Supplied text:

KB / data-pipeline / data-sync-overview

Data Sync Overview

data-sync ingests external data; CCUsage feeds insights, LLM models sync via bun run sync, blog posts are local markdown files.

Updated 2026-05-26
data-syncccusagewakatimepipeline
raw .md

Data Sync Overview

The monorepo has a packages/data-sync package (13 tests) responsible for pulling external data into the build pipeline. Different apps have different data sources.

LLM Timeline data sync

bun run sync

Pulls from two sources:

  • Curated: 785 models from a Google Sheets source (maintained by Duyet)
  • Epoch AI: 3156 models from the Epoch AI dataset

The last sync ran 2026-03-25, producing 3937 unique models after deduplication (4 duplicates removed). Year range expanded to 1950–2026.

Data lands in apps/llm-timeline/lib/data.ts. That file is out of scope for duyetbot — it contains research facts.

CCUsage (insights)

The insights app shows Claude API usage statistics sourced from CCUsage. Data is synced to a static JSON or API that the insights app reads at build time.

In Cycle 4, ccusage-utils was a 674-line file with extensive duplication. It was deduplicated as part of the improvement sweep.

Blog posts

Blog posts are not synced — they live as local .md files in apps/blog/_posts/. The packages/libs post-loading utilities (readPublicJson(), getPostBySlug()) process them at build time.

Wakatime

Wakatime coding activity data is referenced in the monorepo but specific sync details are not captured in current memory. It likely feeds apps/insights or apps/ai-percentage.

Test coverage

packages/data-sync has 13 tests. The packages/api package (8 tests) handles external API calls used by some data sync flows.

Exercises to complete:
• a. Answer these from the data sync overview, one line each:
(i) How many tests does packages/data-sync have?
(ii) On what date did the last LLM Timeline sync run?
(iii) In which folder do the blog post .md files live?
• b. List every path in the data sync overview that begins with "apps/".

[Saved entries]
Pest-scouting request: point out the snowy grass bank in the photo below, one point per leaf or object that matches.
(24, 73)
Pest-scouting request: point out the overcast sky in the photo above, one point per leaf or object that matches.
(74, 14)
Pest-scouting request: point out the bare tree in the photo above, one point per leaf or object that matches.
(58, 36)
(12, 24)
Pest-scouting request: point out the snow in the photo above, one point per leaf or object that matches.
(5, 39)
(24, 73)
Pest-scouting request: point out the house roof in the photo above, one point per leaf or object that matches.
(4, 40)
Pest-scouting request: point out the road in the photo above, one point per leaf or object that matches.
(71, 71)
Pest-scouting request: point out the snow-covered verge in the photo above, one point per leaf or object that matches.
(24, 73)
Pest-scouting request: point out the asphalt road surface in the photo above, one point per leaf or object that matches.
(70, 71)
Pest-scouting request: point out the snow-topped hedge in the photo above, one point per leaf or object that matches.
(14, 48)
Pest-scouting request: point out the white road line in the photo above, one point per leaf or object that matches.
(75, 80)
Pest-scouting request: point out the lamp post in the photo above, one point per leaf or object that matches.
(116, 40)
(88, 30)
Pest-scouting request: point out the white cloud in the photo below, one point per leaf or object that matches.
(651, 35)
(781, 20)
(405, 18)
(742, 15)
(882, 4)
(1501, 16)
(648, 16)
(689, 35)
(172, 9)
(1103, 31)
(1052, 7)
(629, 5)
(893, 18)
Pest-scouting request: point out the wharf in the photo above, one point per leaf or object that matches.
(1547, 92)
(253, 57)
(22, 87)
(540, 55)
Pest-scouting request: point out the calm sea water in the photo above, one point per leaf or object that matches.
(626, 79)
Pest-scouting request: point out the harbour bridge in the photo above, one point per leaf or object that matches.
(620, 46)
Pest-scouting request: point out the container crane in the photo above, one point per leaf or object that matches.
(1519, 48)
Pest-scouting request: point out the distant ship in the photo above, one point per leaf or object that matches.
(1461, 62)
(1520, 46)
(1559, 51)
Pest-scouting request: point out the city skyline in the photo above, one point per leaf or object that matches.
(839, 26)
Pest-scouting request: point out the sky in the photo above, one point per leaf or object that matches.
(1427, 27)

Solutions to the problems:
• a.
(i) 13
(ii) 2026-03-25
(iii) apps/blog/_posts/

• b.
apps/llm-timeline/lib/data.ts
apps/blog/_posts/
apps/insights
apps/ai-percentage